▶ [Extrait du texte]
>>>>>

S.D. : Effectivement. C'est le résultat d'une dizaine d'interviews que j'ai faites durant l'été 2013 auprès de coréennes qui m'ont raconté leurs difficultés. À partir de ça, je les ai toutes réécoutées et je me suis approprié tous les textes qui en ont découlé pendant l'hiver 2014. J'ai donc créé le personnage de Sujin et j'ai eu l'idée de réaliser son interview fictive en réécrivant toutes les questions et les réponses.
Sans son séjour en France, Sujin se serait-elle intégrée à la société coréenne comme toutes ses compatriotes ?
S.D. : Oui, je pense. Quand j'étais étudiant à l'Ecole de l'Image, il y avait également quatre coréennes, Yunbo et trois de ses amies. Je me suis rendu compte au fur et à mesure de leurs conversations qu'elle parlaient de changements chaque fois qu'elles rentraient en Corée. J'ai trouvé ça très intéressant. Leurs relations évoluaient en Corée à chaque retour. Quand j'étais en résidence en Corée, en 2013, il y avait également les auteurs du Transperceneige, invités pour la sortie du film. Il y avait sur place quelqu'un qui réalisait un documentaire sur ces auteurs et qui connait très bien la Corée du Sud. Quand j'ai évoqué avec lui le projet sur lequel je travaillais, il m'a raconté qu'il lui était arrivé la même chose. Il était accompagné d'une coréenne, traductrice, qui lui a confié ses difficultés à revenir dans son pays natal.

<<<<<

▶ [Données fournies]
>>>>>

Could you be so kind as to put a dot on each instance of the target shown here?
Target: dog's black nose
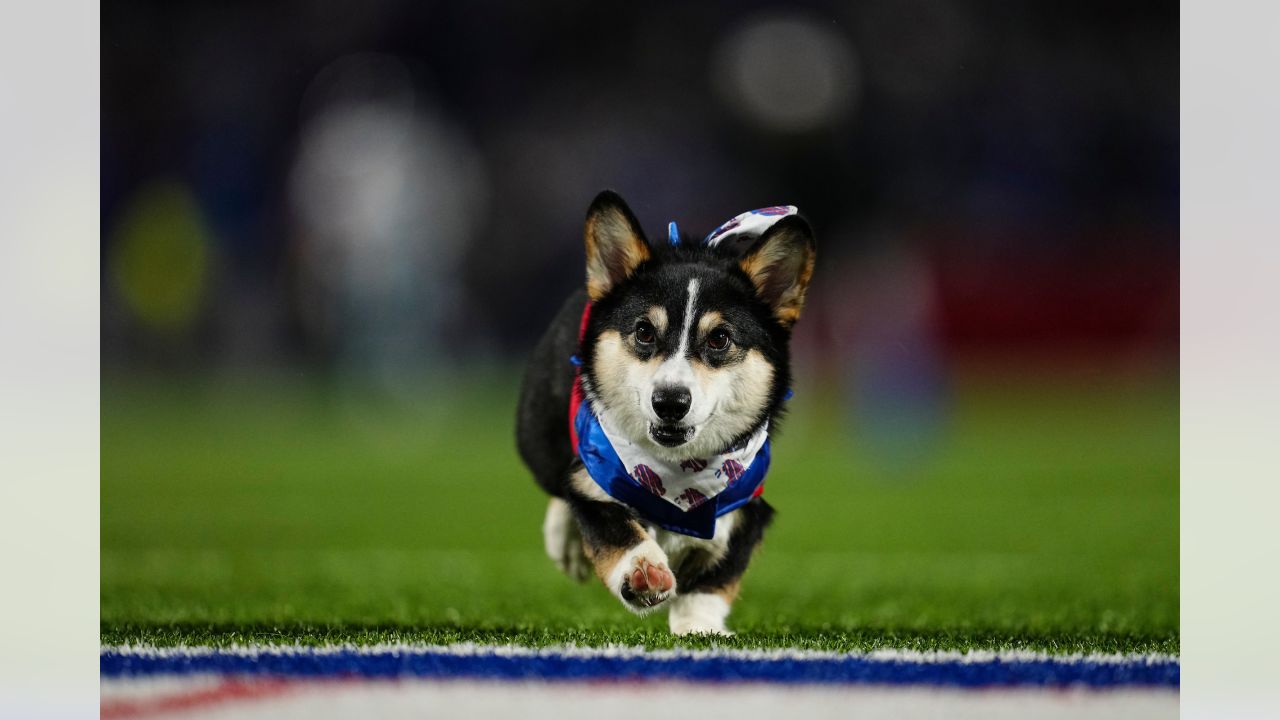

<<<<<

▶ [Travail demandé]
a - Répondez aux questions suivantes d'après l'entretien :
(i) Durant quelle période l'auteur a-t-il mené ses interviews auprès de Coréennes ?
(ii) Combien de Coréennes fréquentaient l'École de l'Image lorsqu'il y était étudiant ?
(iii) Quelle profession exerçait la Coréenne qui accompagnait le réalisateur du documentaire ?
b - Indiquez si chacune des affirmations suivantes concorde avec l'entretien, en citant les mots qui permettent d'en décider :
(i) L'auteur s'est approprié les textes tirés des interviews au cours de l'hiver 2014.
(ii) Les auteurs du Transperceneige se trouvaient en Corée pour la sortie d'un livre.
(iii) Sujin fait partie des femmes que l'auteur a interviewées.
Ce matériel provient d'une source distincte.

▶ [Corrigés détaillés]
a -
(i) Durant l'été 2013.
(ii) Quatre.
(iii) Elle était traductrice.

b -
(i) Oui : « je me suis approprié tous les textes qui en ont découlé pendant l'hiver 2014 ».
(ii) Non : « il y avait également les auteurs du Transperceneige, invités pour la sortie du film ».
(iii) Non : « J'ai donc créé le personnage de Sujin ».